Abstract
The density and temperature dependences of the shear viscosity of liquid potassium and cesium are studied. The stress autocorrelation function is calculated from equilibrium molecular dynamics simulations. Using the Green-Kubo formula, the shear viscosity is obtained. Interionic interactions are calculated by Fiolhais potential and are validated by comparison between simulation and experimental data along the liquid-gas coexistence curve for K and Cs. For both metals, three isochors and one isotherm are investigated. The recently proposed relation in [Phys. Rev. B 93 , 214203 (2016)] is tested in the cases of K and Cs and it appears that this function reproduces qualitatively and quantitatively well the behavior of each element.

____

**Written request 1**.
List every line of the records that contains the word "purple".
The abstract and the records are unrelated to each other.

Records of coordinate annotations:
____

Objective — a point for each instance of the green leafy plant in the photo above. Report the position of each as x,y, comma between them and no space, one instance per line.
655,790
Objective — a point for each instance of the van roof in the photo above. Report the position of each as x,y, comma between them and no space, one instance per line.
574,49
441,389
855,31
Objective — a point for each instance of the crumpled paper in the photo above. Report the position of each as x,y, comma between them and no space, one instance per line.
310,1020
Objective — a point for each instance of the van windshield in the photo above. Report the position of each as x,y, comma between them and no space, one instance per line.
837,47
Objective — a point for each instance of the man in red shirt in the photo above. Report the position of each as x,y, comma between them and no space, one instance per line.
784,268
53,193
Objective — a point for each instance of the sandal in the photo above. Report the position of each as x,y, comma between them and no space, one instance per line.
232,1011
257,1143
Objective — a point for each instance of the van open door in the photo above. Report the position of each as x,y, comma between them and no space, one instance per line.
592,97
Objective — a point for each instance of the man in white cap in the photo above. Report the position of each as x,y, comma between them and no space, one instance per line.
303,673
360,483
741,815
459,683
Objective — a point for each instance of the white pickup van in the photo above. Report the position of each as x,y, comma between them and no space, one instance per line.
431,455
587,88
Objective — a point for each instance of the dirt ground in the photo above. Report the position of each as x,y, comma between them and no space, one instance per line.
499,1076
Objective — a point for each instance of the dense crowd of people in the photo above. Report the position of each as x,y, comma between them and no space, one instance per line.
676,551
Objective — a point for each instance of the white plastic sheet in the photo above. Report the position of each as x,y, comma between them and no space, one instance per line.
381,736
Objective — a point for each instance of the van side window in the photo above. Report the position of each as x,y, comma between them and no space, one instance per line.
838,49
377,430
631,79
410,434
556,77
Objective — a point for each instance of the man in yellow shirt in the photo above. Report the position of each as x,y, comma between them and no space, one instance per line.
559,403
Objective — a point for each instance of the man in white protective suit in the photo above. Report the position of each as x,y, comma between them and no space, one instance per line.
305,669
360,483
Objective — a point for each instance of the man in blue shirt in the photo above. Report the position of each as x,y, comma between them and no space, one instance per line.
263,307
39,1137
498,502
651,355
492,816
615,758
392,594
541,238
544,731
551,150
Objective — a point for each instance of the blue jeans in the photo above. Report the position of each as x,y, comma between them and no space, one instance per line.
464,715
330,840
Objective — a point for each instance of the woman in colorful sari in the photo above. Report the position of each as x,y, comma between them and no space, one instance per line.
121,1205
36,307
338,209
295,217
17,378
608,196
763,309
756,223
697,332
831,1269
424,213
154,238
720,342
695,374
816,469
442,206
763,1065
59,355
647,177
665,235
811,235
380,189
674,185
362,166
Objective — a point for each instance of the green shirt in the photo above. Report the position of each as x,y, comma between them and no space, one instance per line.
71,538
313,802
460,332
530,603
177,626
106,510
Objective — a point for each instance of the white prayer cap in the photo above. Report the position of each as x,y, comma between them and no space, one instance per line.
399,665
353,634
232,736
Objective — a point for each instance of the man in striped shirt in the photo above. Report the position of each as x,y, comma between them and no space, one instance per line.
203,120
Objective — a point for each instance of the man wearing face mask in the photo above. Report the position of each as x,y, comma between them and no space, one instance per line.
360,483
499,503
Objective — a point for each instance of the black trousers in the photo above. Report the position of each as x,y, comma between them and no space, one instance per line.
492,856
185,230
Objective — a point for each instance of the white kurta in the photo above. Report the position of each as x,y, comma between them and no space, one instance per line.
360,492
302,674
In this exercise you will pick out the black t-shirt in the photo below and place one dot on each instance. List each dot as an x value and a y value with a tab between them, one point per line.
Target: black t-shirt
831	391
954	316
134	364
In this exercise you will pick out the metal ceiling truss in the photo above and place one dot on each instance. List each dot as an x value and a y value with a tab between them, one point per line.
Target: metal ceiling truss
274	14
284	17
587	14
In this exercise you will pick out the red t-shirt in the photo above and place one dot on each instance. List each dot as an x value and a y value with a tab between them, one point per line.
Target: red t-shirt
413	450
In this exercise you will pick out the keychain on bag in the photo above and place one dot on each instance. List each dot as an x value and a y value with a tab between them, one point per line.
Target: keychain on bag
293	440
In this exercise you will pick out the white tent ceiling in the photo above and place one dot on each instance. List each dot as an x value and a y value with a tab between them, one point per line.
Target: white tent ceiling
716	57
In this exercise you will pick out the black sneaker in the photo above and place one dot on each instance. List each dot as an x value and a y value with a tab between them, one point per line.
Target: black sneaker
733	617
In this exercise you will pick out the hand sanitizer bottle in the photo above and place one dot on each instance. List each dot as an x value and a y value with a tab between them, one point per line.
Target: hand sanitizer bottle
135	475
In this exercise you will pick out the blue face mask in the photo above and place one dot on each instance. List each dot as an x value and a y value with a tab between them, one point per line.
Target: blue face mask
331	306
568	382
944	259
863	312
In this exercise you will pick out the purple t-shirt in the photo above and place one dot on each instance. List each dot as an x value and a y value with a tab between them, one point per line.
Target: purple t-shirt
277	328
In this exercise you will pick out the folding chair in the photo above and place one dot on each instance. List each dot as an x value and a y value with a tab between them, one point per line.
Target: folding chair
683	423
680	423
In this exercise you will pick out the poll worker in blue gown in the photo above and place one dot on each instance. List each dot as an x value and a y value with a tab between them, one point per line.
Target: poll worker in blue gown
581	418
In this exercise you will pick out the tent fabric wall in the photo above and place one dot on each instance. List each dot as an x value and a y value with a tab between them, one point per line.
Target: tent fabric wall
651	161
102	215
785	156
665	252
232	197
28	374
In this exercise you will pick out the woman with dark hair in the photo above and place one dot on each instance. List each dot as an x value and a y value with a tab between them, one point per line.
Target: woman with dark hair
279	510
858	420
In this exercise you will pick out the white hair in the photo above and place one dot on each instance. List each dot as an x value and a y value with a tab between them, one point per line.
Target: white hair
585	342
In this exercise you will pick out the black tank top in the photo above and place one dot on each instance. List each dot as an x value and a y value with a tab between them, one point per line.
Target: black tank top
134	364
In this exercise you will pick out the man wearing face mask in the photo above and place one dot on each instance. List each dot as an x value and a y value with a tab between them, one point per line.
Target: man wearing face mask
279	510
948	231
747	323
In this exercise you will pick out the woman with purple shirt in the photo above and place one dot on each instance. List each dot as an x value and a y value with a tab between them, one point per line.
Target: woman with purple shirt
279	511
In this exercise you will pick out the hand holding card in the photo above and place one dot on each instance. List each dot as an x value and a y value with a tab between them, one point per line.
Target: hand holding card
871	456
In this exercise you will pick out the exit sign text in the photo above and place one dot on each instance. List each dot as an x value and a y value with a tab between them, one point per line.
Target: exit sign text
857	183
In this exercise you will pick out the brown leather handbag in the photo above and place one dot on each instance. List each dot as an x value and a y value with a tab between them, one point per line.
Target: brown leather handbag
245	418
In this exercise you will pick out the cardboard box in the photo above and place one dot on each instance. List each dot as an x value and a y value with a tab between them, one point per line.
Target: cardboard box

____

**Written request 2**.
Using the abstract above, decide whether each statement agrees with it, and answer yes or no with the deciding words quoted exactly. (a) The shear viscosity is obtained with the Green-Kubo formula. (b) For each metal, two isotherms are investigated. (c) The interionic interactions are validated against experimental data along the liquid-gas coexistence curve.

**Exercise answer 1**.
In this exercise you will pick out the purple t-shirt in the photo above and place one dot on each instance. List each dot as an x value and a y value with a tab between them, one point per line.
Target: purple t-shirt
In this exercise you will pick out the woman with purple shirt in the photo above and place one dot on each instance. List each dot as an x value and a y value with a tab between them, one point per line.
Target: woman with purple shirt

**Exercise answer 2**.
(a) Yes: "Using the Green-Kubo formula, the shear viscosity is obtained."
(b) No: "For both metals, three isochors and one isotherm are investigated."
(c) Yes: "are validated by comparison between simulation and experimental data along the liquid-gas coexistence curve for K and Cs."